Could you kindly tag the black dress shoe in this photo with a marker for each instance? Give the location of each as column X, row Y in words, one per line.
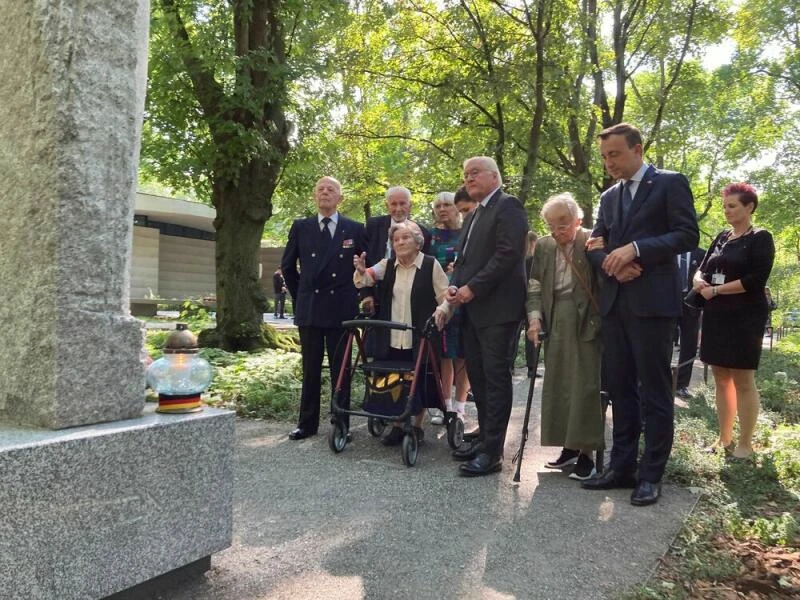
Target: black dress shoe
column 301, row 434
column 472, row 435
column 610, row 480
column 482, row 464
column 469, row 452
column 646, row 493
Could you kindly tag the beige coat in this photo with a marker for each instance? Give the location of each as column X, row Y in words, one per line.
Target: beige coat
column 542, row 280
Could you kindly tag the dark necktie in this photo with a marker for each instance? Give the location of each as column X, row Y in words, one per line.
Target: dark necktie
column 325, row 232
column 627, row 198
column 684, row 265
column 471, row 226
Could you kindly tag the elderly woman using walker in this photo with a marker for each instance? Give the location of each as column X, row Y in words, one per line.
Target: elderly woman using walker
column 413, row 290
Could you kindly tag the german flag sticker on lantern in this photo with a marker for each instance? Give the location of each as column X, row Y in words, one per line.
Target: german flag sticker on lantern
column 180, row 375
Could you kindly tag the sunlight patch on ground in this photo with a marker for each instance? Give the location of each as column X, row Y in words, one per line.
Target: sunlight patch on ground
column 319, row 584
column 606, row 510
column 265, row 441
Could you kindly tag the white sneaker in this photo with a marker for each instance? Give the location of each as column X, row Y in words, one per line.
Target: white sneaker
column 437, row 416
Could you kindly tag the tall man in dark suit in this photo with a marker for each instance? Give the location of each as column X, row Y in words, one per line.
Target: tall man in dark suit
column 645, row 220
column 489, row 284
column 689, row 321
column 323, row 293
column 376, row 235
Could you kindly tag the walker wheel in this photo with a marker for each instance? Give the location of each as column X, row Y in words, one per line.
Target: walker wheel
column 376, row 426
column 455, row 433
column 410, row 449
column 337, row 437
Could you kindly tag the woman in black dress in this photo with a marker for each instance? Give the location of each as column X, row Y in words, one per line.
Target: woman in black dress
column 732, row 278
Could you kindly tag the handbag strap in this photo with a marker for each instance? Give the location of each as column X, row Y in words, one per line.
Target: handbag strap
column 581, row 280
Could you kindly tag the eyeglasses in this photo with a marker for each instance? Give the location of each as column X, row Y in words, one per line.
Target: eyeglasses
column 472, row 173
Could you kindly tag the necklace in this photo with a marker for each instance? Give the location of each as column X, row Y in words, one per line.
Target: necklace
column 732, row 235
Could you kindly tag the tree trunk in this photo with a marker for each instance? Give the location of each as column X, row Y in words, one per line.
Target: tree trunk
column 242, row 210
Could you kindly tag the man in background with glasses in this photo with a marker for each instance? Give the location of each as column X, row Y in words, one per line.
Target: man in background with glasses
column 489, row 283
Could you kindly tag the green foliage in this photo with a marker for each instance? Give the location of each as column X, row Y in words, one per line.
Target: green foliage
column 264, row 385
column 154, row 342
column 739, row 500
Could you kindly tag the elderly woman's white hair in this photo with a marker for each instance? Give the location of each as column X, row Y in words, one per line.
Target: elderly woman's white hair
column 564, row 200
column 411, row 227
column 399, row 188
column 488, row 163
column 445, row 198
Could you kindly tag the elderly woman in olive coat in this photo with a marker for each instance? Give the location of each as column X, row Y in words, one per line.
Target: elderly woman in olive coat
column 562, row 298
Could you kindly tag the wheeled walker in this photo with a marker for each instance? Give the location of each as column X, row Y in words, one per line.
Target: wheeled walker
column 394, row 391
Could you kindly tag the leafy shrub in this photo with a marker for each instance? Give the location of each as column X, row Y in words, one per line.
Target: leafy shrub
column 264, row 385
column 194, row 313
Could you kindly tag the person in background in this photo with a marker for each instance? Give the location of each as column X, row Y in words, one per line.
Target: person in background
column 279, row 289
column 464, row 203
column 376, row 240
column 489, row 285
column 562, row 293
column 732, row 279
column 644, row 222
column 317, row 266
column 414, row 284
column 688, row 322
column 444, row 247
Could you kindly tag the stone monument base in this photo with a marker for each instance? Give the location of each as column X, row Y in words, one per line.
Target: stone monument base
column 91, row 511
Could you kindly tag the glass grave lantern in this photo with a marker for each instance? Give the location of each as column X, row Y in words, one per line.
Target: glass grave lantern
column 180, row 375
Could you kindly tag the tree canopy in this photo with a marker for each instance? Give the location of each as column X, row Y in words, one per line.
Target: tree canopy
column 381, row 93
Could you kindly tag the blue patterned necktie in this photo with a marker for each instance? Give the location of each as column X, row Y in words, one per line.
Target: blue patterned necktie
column 627, row 198
column 684, row 266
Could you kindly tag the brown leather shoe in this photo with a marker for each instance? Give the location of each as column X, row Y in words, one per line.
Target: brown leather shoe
column 482, row 464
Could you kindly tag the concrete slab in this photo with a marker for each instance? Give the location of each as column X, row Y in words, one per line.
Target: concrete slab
column 93, row 510
column 309, row 524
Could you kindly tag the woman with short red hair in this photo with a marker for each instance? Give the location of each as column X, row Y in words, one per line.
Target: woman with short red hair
column 731, row 279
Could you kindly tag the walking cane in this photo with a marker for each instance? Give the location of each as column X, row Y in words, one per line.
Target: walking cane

++++++++++++++++++++

### What you are asked to do
Whenever a line in the material contains the word "walking", copy that line.

### Answer space
Could you kindly tag the walking cane in this photo with a marker for each instance? Give the location of each as column X, row Y in words, one per line.
Target: walking cane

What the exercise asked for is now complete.